The logic of rational graph neural networks
This article article investigates the expressive power of Graph Neural Networks with rational activations.
摘要
评审与讨论
This paper analyses the expressivity of GNNs with rational activation functions, building on previous work that characterises the expressivity of GNNs using a fragment of first-order logic (GC2). They provide two main results: 1) they show that there are GC2 expressions that cannot be uniformly (i.e. GNN size does not depend on input graph size) captured by GNNs with rational activations, and 2) they define a fragment of GC2 (RGC2) which GNNs with rational activations can capture. Finally, they run experiments on two artificial datasets (corresponding to two different queries) to test the abilities of Rational vs ReLU GNNs.
优点
- The problem statement and corresponding objectives are clear
- There is good reference to existing work and how this paper fits into it
- The paper builds upon an interesting body of work that is relevant to the ICLR community - the expressivity of GNNs
缺点
-
The significance of the contribution is small. It is not clear, either from references or experiments, why we should care about GNNs with rational activation functions - could such references or experiments perhaps be provided?. Thus, these (already minor) theoretical results about what fragments of logic they can and cannot express do not seem substantial.
-
The presentation is lacking.
2.1. The background takes up far too much space, with novel contributions of the paper first appearing on page 7. The background is also too verbose, since anyone who is interested in this work will either already be familiar with much of the background, or can go read some of the literature. I suggest rather summarising the background knowledge and referring the reader to the appendix / related work for a more in-depth explanation. For example, L185 - L205 uses a lot of space to define FOL on graphs. It can be condensed both by cutting whitespace, and by being less verbose.
2.2 The structure makes it difficult to follow: all theoretical results are presented in L335 - 352, with the proof sketches and explanations appearing far below. RGC2 is only defined in L416 but references in a theorem in L351. All technical terms should be defined before they are used and proof sketches / intuitions should appear near one another. Remark 5 is not useful, since it is referencing things that are only in the appendix, and cannot be made sense of without first reading the appendix. If it could be presented more intuitively, or in a way that makes it clearer why it is relevant to the proof, that would help.

* * * * * * *

◆ Set exercise 1 ◆
List the strengths that the review gives for the paper.

Object point labels:

* * * * * * *

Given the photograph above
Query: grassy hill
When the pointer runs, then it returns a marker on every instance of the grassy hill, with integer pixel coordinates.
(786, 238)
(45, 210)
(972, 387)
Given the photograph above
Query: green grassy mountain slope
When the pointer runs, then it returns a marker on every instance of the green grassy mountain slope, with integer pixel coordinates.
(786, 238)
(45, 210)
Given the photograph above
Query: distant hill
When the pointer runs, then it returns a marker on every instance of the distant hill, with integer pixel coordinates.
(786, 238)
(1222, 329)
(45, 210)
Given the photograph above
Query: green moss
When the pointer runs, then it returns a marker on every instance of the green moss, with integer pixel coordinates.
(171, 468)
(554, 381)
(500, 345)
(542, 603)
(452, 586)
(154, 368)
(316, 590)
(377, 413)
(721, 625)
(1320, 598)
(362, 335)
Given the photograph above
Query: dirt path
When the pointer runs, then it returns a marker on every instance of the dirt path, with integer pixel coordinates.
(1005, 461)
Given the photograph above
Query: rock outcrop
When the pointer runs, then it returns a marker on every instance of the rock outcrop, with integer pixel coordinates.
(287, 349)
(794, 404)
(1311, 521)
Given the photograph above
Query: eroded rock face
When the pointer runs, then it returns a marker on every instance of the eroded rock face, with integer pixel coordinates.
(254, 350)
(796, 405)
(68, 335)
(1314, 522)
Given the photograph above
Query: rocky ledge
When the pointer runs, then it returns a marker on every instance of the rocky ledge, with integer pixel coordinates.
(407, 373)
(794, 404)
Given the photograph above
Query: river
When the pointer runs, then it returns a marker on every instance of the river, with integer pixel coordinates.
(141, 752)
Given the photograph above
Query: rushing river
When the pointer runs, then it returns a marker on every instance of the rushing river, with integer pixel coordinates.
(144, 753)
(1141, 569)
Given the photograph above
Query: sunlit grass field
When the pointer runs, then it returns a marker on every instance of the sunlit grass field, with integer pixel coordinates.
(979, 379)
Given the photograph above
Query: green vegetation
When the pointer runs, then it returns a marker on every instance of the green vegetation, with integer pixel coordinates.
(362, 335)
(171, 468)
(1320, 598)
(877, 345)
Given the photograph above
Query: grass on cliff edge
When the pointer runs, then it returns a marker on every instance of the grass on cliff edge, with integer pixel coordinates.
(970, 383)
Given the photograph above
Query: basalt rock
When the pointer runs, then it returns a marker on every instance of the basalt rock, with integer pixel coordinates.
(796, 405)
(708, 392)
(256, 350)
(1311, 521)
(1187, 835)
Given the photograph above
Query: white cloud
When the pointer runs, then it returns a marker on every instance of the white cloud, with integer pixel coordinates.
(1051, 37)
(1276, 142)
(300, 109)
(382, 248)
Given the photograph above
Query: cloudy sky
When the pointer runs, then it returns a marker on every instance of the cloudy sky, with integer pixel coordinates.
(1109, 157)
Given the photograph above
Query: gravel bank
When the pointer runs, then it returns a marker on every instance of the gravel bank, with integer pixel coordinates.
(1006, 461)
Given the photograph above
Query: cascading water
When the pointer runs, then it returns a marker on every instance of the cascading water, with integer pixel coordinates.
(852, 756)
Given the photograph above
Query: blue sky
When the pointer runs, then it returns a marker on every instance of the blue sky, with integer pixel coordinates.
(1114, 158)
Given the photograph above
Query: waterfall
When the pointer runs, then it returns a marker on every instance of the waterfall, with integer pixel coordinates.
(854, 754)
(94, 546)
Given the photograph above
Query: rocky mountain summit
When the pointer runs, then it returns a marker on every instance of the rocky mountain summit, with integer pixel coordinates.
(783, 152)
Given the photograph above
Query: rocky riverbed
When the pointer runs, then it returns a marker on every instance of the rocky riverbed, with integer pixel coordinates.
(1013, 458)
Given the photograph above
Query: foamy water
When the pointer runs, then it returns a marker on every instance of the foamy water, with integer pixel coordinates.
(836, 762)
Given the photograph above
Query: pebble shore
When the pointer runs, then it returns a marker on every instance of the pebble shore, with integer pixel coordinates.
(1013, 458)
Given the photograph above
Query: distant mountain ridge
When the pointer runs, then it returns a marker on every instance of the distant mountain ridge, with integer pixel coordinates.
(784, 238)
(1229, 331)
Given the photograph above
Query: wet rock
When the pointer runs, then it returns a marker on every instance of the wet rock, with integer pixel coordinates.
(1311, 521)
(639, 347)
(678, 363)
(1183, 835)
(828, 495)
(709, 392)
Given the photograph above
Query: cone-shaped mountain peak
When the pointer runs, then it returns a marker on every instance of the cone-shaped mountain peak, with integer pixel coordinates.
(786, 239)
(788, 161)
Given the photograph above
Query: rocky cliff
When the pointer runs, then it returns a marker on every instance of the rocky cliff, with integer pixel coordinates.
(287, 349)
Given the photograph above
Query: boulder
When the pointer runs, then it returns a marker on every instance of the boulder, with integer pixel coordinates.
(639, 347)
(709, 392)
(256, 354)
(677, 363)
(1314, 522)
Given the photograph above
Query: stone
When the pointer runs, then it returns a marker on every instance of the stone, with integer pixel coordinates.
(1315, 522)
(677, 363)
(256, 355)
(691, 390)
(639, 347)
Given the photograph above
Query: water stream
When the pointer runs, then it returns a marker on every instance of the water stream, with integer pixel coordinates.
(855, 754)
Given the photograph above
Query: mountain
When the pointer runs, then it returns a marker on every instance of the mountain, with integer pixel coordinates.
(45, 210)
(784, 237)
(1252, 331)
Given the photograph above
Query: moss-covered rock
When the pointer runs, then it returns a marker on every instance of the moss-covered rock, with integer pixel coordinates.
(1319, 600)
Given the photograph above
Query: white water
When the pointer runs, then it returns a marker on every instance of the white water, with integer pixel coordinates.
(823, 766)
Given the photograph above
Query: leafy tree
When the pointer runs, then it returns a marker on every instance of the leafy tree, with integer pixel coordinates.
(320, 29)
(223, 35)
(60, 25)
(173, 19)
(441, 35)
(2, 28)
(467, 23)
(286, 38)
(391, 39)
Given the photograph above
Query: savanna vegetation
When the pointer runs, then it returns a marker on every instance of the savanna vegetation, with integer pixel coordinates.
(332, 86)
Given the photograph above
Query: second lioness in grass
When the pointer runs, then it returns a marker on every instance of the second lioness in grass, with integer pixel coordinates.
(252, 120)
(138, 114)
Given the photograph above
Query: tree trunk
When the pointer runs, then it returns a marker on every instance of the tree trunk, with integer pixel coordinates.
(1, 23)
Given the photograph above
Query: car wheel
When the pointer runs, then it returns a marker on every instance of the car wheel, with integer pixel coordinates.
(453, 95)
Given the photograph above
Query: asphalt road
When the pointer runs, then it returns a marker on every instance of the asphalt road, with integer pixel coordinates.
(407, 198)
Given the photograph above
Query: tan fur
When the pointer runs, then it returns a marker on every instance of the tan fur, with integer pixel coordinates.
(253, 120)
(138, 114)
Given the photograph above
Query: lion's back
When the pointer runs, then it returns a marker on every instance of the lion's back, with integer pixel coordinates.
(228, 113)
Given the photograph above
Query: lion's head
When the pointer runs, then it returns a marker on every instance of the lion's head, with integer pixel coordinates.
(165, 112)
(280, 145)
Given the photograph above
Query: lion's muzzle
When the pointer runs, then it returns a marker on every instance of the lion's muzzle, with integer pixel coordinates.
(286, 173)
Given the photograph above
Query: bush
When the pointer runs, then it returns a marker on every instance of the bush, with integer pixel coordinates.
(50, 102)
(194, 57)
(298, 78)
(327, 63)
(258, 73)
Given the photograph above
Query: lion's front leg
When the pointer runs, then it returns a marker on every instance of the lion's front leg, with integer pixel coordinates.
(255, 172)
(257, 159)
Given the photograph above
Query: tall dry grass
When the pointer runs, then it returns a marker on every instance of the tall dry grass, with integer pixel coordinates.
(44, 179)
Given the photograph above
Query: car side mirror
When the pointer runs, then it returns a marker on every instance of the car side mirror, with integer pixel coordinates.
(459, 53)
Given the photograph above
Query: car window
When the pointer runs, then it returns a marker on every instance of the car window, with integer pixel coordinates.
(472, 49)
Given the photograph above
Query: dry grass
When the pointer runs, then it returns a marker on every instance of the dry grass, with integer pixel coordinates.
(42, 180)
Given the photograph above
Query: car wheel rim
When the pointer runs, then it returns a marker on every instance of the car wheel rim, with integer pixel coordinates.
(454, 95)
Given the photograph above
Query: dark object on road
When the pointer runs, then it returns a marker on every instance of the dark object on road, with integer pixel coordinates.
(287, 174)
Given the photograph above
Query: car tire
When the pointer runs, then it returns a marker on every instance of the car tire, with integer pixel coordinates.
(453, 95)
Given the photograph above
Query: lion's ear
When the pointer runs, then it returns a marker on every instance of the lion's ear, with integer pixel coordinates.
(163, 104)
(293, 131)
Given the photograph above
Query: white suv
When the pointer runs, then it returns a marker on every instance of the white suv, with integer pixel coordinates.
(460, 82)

* * * * * * *

◆ Set exercise 2 ◆
Convert the stretch of the records from their start through the line that contains "(1005, 461)" into a JSON list of strings. Use one string per line and leave out blank lines.

◆ Task result 1 ◆
- The problem statement and corresponding objectives are clear.
- There is good reference to existing work and how this paper fits into it.
- The paper builds upon an interesting body of work that is relevant to the ICLR community: the expressivity of GNNs.

◆ Task result 2 ◆
[
  "Given the photograph above",
  "Query: grassy hill",
  "When the pointer runs, then it returns a marker on every instance of the grassy hill, with integer pixel coordinates.",
  "(786, 238)",
  "(45, 210)",
  "(972, 387)",
  "Given the photograph above",
  "Query: green grassy mountain slope",
  "When the pointer runs, then it returns a marker on every instance of the green grassy mountain slope, with integer pixel coordinates.",
  "(786, 238)",
  "(45, 210)",
  "Given the photograph above",
  "Query: distant hill",
  "When the pointer runs, then it returns a marker on every instance of the distant hill, with integer pixel coordinates.",
  "(786, 238)",
  "(1222, 329)",
  "(45, 210)",
  "Given the photograph above",
  "Query: green moss",
  "When the pointer runs, then it returns a marker on every instance of the green moss, with integer pixel coordinates.",
  "(171, 468)",
  "(554, 381)",
  "(500, 345)",
  "(542, 603)",
  "(452, 586)",
  "(154, 368)",
  "(316, 590)",
  "(377, 413)",
  "(721, 625)",
  "(1320, 598)",
  "(362, 335)",
  "Given the photograph above",
  "Query: dirt path",
  "When the pointer runs, then it returns a marker on every instance of the dirt path, with integer pixel coordinates.",
  "(1005, 461)"
]